* **Task goal**
Can you reproduce every line of the material below, starting at the line containing "Target: bus bumper" and ending at the line containing "[[[1146,703],[1316,703],[1316,681],[1088,677],[1087,698]]]", adding -9 to each coordinate in the polygon outlines and leaving everything else unchanged?

[Recorded data]
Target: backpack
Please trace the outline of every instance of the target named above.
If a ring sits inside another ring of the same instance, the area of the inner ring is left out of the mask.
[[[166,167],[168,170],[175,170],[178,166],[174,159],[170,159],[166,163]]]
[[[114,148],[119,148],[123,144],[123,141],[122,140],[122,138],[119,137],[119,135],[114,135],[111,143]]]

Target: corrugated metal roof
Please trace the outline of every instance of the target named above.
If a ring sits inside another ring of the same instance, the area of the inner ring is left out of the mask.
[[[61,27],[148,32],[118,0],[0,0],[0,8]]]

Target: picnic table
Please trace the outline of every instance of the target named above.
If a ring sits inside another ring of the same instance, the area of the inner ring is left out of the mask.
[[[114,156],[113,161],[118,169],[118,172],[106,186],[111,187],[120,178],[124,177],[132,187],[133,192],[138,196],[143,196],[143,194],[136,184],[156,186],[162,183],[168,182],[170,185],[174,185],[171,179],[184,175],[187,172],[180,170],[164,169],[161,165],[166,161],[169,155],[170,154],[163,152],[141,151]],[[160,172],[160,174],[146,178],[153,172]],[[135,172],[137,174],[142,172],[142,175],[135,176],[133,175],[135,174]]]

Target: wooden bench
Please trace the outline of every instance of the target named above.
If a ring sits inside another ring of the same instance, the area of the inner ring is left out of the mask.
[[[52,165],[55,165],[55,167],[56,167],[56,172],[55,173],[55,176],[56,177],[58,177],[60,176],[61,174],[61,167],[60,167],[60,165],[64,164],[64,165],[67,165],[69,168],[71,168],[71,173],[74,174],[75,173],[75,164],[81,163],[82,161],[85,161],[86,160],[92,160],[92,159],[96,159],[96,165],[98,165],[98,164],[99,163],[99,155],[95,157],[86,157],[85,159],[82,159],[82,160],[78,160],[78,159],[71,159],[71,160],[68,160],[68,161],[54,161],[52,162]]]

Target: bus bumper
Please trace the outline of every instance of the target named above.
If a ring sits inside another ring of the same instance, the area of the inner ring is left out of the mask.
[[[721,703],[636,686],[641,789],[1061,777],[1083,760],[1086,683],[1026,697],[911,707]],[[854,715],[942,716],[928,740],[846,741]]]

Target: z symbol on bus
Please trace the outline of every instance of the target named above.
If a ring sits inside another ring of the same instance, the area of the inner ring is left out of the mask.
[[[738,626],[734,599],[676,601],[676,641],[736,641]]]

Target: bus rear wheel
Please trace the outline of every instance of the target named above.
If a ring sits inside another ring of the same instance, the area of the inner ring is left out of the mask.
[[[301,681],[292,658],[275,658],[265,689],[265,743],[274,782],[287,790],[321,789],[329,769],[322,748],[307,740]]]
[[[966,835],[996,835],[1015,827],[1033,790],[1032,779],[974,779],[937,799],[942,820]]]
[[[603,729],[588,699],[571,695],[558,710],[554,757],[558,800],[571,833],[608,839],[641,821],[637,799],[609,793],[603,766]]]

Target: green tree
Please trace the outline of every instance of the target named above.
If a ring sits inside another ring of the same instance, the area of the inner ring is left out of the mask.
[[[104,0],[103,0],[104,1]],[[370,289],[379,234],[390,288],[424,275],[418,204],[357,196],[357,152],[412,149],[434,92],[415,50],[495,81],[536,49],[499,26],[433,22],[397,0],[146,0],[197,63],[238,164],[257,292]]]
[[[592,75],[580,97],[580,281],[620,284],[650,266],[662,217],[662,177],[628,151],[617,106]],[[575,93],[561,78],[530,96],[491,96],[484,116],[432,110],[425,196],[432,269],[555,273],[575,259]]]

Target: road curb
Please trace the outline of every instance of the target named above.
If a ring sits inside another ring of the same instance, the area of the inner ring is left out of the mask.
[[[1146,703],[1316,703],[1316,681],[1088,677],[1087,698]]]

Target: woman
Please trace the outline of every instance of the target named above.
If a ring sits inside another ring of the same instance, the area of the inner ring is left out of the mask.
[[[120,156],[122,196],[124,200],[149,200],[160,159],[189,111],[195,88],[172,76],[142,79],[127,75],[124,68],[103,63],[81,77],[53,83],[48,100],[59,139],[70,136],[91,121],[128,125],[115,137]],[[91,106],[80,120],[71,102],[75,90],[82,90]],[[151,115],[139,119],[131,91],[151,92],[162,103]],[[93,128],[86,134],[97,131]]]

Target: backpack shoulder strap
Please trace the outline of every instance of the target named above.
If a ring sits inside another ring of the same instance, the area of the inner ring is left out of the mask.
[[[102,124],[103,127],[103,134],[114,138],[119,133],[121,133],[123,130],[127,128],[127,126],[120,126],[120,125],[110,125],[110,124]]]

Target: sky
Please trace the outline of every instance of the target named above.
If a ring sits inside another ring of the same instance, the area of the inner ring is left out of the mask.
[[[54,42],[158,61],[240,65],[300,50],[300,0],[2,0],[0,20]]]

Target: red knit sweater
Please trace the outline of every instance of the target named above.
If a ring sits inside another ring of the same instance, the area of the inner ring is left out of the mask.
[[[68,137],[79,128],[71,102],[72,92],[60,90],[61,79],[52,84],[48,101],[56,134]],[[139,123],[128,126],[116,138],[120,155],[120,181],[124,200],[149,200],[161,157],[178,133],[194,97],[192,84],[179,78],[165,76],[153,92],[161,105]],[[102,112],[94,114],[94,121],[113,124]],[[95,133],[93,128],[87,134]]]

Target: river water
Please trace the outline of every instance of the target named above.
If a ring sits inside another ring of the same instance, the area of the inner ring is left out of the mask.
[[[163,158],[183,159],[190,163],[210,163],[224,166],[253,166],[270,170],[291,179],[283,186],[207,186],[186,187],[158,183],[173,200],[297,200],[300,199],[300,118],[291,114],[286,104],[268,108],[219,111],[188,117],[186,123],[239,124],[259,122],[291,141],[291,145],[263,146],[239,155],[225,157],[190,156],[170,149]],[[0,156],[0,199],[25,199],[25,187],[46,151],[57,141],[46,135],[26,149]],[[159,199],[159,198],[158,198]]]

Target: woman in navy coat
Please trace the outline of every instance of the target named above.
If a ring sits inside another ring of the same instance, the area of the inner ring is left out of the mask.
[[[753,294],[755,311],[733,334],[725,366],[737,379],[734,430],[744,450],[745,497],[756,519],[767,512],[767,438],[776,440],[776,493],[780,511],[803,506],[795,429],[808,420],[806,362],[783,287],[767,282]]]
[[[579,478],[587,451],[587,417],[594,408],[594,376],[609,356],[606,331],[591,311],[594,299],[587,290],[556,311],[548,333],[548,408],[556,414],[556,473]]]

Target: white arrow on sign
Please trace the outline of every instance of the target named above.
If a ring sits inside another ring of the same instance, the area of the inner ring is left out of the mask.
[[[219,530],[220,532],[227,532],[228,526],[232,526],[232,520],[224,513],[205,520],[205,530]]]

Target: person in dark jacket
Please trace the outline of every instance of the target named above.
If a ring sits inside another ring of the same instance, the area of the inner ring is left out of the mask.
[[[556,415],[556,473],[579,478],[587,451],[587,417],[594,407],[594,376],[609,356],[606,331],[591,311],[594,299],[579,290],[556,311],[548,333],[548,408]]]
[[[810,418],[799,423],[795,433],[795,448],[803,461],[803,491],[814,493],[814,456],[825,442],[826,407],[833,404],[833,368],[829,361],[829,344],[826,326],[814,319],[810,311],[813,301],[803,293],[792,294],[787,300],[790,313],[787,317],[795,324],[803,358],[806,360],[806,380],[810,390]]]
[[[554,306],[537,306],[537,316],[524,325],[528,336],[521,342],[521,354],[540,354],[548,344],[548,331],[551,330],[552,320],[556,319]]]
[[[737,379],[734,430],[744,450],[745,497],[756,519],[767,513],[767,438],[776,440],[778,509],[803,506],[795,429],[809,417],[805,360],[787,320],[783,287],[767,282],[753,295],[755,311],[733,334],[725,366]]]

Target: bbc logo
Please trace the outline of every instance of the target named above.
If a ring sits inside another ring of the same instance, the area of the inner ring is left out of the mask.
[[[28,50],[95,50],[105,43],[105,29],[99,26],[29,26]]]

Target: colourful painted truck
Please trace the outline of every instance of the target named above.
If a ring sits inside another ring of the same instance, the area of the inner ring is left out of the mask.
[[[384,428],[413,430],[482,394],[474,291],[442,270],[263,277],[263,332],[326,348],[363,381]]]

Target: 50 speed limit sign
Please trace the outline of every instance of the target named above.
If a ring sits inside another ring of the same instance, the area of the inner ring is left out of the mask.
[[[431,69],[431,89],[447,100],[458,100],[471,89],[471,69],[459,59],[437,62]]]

* **Answer to this problem**
Target: bus bumper
Please trace the outline of every instance of the target named above.
If a ring sits inside another ring of the same instance, the area of the inner ring is left out of the mask.
[[[712,694],[627,677],[632,780],[1052,768],[1074,751],[1077,674],[1017,688],[902,698]],[[845,706],[933,707],[919,731],[837,732]]]

Target: z symbol on bus
Please trace the outline of every instance of the target named above.
If a ring sits inside another ring of the same instance, the area of the inner ring is left out of the mask.
[[[729,617],[725,590],[667,592],[667,632],[727,632]]]

Target: bus rear wheel
Please trace the outline of every instance of the target named above.
If a ring sits inside another ring of the same instance, the area of the inner ring is left out of the mask.
[[[292,672],[283,649],[266,649],[256,680],[256,734],[265,773],[278,781],[312,780],[320,760],[313,739],[298,731]]]
[[[957,826],[987,826],[1006,818],[1024,781],[1023,770],[965,770],[928,790],[933,811]]]
[[[594,720],[579,690],[562,686],[549,701],[545,748],[549,791],[562,824],[599,830],[632,812],[628,790],[600,784],[594,757]]]

Target: green tree
Please trace the outline of every instance of the target named above.
If a ring sits inside another ring of the same instance, the area of the inner ring is left out of the mask.
[[[95,-9],[94,-9],[95,-8]],[[361,280],[370,225],[381,279],[415,266],[409,195],[348,187],[348,143],[403,140],[425,83],[406,41],[486,72],[527,40],[490,17],[424,13],[388,-9],[137,-9],[188,54],[229,155],[248,283]]]
[[[583,66],[571,88],[571,272],[611,275],[641,257],[653,208],[653,168],[619,142],[608,97]],[[566,84],[552,69],[521,87],[482,87],[475,107],[423,101],[416,187],[423,260],[546,264],[566,250]]]

Target: road curb
Please trace the outline of every instance of the target named above.
If a ring sits inside another ring of the same instance, the area of the inner ring is left out of the mask.
[[[1137,694],[1307,694],[1307,672],[1079,668],[1078,689]]]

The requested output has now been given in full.